### Your instructions
Translate this sentence from the figure legends below into Spanish: "A range of histiocyte density was encountered in the patients enrolled in our study."

The boxplots shown for each fluorescence pattern demonstrates the variation in the proportion of FOVs demonstrating the given fluorescence pattern in the given time window between 5- ALA administration and TPEF imaging. Each box ranges from the first quartile to the third quartile of the distribution and the median is marked by a line across the box. The lines extending from each box represent ± 1.5 × interquartile range.
Extended Data Fig. 2 Relationship between cellular accumulation of PpIX and abundance of histiocytes.
A range of histiocyte density was encountered in the patients enrolled in our study. Specimens revealing hypercellular pleomorphic, high-grade glial neoplasms on SRH and conventional H&E reveal variations in the abundance of CD163 positive cells that correlate qualitatively with the abundance of cells with PpIX concentrated within the cytoplasm. Examples of high histiocyte density (a, patient 32), intermediate histiocyte density (b, patient 45) and low histiocyte density (c, patient 42) are shown here. The association of CD163 positivity and the number of cells with high PpIX cytoplasmic concentration is demonstrated in the study subjects with tissue available for CD163 staining (d, n = 45). Cells concentrating PpIX in the cytoplasm were more abundant in specimens with intermediate (*: p = 0.02, two-sided Mann-Whitney U Test) and high CD163 positivity (**: p = 0.002, two-sided Mann-Whitney U Test) though there was no significant difference between PpIX cellularity comparing specimens with intermediate versus high CD163 positivity (n.s.: no statistical significance, p = 0.06, two-sided Mann-Whitney U Test). Each box ranges from the first quartile to the third quartile of the distribution and the median is marked by a line across the box. The lines extending from each box represent ± 1.5 × interquartile range.

### Provided information
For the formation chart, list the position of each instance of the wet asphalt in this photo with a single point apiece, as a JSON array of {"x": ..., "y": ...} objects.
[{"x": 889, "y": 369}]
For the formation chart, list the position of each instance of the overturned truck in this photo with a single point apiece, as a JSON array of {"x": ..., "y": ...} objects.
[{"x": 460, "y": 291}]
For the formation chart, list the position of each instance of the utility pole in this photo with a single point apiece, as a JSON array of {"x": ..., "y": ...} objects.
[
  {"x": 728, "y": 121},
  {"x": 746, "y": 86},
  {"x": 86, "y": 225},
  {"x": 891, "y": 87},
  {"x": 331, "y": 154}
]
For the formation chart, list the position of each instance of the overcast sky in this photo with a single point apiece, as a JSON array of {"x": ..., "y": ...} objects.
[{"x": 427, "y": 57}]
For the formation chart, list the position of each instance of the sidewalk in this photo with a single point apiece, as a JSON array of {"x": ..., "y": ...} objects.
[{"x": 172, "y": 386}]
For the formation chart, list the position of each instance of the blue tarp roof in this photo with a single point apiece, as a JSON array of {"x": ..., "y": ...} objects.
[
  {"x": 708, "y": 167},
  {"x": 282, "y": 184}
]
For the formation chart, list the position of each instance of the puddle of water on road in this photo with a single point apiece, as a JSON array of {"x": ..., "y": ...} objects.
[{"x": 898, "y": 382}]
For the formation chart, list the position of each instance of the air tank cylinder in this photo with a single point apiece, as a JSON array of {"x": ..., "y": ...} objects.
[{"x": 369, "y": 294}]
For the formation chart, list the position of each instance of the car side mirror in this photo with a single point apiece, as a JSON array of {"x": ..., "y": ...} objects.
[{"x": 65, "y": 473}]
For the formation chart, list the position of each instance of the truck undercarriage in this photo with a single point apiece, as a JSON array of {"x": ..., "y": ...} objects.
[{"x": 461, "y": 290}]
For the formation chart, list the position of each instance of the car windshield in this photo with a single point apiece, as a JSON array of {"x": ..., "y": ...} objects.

### Answer box
En los pacientes incluidos en nuestro estudio se encontró un rango de densidades de histiocitos.